### PROBLEM STATEMENT
Copy out everything from the line containing "point: one pixel per instance, each like <point>743,631</point>." down to the line containing "<point>411,467</point>", reproducing those lines without changes.

### THE DATA
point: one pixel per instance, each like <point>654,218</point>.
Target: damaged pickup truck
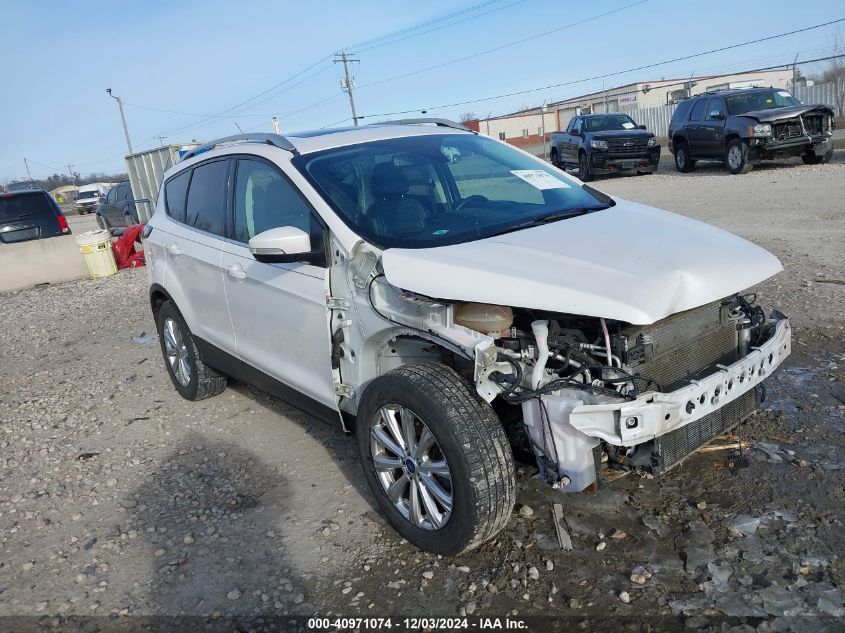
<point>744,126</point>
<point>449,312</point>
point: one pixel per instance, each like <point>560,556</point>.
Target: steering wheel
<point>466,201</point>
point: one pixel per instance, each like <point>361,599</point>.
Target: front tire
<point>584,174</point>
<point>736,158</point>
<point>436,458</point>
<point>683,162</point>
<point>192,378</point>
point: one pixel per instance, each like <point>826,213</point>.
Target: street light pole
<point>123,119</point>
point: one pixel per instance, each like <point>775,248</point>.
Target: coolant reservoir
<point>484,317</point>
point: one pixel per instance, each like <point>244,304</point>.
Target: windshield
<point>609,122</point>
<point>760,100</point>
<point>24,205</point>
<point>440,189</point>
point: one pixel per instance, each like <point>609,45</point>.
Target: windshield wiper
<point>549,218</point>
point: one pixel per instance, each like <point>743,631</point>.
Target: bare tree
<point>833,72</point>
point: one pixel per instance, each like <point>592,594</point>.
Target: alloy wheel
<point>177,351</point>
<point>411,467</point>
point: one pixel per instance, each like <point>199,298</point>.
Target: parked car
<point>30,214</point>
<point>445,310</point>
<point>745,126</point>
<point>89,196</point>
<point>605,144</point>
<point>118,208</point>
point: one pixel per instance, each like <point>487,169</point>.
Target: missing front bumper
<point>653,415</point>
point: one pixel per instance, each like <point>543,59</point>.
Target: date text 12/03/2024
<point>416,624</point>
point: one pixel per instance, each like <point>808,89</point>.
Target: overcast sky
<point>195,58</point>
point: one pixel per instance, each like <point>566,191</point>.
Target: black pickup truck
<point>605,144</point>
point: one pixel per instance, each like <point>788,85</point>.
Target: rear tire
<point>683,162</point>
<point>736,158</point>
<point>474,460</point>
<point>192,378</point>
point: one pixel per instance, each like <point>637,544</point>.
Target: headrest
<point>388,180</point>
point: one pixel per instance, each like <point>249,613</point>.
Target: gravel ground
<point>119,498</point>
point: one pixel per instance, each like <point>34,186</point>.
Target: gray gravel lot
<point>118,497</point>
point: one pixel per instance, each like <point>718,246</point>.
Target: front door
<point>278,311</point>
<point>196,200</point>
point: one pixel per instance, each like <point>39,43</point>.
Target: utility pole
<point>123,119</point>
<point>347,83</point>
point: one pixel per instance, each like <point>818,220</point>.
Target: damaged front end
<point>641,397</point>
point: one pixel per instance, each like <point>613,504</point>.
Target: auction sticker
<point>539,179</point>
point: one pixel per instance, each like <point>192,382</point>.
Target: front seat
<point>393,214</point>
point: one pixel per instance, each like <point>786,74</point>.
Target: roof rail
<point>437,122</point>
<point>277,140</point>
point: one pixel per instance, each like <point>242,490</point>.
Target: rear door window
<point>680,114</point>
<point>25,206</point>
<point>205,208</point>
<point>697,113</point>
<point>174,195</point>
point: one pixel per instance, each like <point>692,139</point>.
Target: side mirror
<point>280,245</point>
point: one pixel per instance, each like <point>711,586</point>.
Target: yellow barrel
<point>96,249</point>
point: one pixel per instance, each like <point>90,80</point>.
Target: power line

==

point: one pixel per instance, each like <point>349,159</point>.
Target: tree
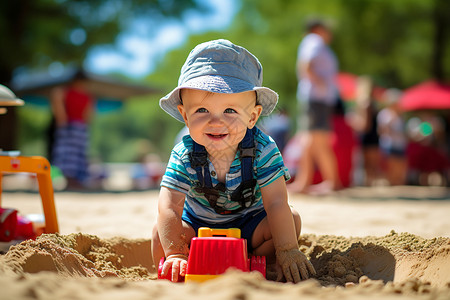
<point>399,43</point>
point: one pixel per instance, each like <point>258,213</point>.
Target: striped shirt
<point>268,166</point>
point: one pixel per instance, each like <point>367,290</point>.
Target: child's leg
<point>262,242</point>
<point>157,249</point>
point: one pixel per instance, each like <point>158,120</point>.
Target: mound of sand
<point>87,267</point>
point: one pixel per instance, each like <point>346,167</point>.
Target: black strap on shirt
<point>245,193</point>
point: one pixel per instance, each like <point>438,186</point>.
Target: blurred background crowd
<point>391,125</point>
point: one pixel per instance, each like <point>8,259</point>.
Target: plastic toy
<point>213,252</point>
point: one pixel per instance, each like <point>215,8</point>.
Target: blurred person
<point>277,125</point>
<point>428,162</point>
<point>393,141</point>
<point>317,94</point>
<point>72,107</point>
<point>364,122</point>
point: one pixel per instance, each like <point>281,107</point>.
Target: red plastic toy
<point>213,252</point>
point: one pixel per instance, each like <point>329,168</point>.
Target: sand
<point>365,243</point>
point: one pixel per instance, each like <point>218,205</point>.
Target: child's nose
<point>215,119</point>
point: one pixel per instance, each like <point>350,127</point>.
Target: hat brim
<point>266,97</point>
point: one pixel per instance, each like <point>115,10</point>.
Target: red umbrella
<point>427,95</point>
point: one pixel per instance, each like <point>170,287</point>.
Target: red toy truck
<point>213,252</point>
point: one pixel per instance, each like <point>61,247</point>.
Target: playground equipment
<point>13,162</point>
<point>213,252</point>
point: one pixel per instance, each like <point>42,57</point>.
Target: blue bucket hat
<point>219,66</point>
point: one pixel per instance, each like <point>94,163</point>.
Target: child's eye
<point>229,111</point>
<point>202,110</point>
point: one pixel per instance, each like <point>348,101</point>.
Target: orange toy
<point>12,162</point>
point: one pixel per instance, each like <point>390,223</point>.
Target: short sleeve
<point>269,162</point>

### RESPONSE
point: one pixel per instance, each like <point>743,631</point>.
Target: bare tree
<point>833,72</point>
point: one pixel per instance, each like <point>592,594</point>.
Target: alloy wheel
<point>177,351</point>
<point>411,467</point>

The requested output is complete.